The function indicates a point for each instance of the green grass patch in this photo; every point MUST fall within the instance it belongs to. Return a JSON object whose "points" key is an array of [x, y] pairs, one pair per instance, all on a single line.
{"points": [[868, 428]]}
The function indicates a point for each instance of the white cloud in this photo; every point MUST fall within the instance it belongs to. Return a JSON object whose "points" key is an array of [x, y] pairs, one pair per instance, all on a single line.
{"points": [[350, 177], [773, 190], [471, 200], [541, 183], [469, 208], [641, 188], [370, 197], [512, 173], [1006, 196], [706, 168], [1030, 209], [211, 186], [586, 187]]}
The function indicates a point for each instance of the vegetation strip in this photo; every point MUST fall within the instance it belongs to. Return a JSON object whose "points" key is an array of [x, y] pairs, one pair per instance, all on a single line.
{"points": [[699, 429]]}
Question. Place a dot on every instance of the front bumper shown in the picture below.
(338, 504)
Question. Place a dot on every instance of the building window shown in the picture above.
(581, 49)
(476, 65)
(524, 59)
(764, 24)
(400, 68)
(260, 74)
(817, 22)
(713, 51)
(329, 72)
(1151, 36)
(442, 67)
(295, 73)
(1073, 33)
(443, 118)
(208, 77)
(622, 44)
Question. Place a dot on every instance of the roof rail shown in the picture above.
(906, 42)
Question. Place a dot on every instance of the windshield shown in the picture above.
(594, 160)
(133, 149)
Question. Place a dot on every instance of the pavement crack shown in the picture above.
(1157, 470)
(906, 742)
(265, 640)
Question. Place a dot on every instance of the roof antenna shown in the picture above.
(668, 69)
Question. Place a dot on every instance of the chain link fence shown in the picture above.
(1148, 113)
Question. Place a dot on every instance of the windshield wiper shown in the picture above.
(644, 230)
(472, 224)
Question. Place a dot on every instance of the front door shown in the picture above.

Your task.
Rewrite the lines starting at the one containing "The function indicates a point for each instance of the white" and ending with the last line, replacing "Place a dot" with "Put a marker" and leaving everything else unchanged.

Response below.
The function indicates a point for each instance of the white cloud in this photo; every point MUST fall within the instance it belongs to. Return a JSON object whose "points" key is an array of [x, y] pairs, one pair per instance, all on a single line.
{"points": [[350, 177], [773, 190], [471, 200], [541, 183], [469, 208], [641, 188], [370, 197], [512, 173], [1006, 196], [706, 168], [1030, 209], [211, 186], [586, 187]]}
The function indicates a point for each instance of the vegetation strip in this photo; every point MUST fall within the instance it belongs to. Return a JSON object whose "points" key is an array of [x, y] pairs, one pair per instance, all on a single line.
{"points": [[699, 429]]}
Question. Put a marker on every instance of the front bumper shown in the picture below.
(338, 504)
Question. Put a marker on every instance of the building window shown in the picture above.
(581, 49)
(476, 65)
(524, 59)
(764, 24)
(400, 68)
(260, 74)
(817, 22)
(713, 51)
(329, 72)
(1151, 36)
(442, 67)
(295, 73)
(1073, 33)
(443, 118)
(208, 77)
(622, 44)
Question. Put a marker on every instance of the roof rail shown in the picture above.
(906, 42)
Question. Put a marker on every instance of the windshield shown in the picture above.
(594, 160)
(133, 149)
Question. Put a marker on every instance of the pavement crack shown in the picture above.
(1157, 470)
(906, 742)
(265, 640)
Question. Put a marker on every instance of the roof antenna shown in the picture above.
(668, 69)
Question. Put a marker on every instance of the chain link fence shown in the picture above.
(1148, 113)
Question. Put a marker on every instance of the windshield wiper shown in the picture above.
(644, 230)
(472, 224)
Question. Put a marker on every instance of the front door shown in the picture above.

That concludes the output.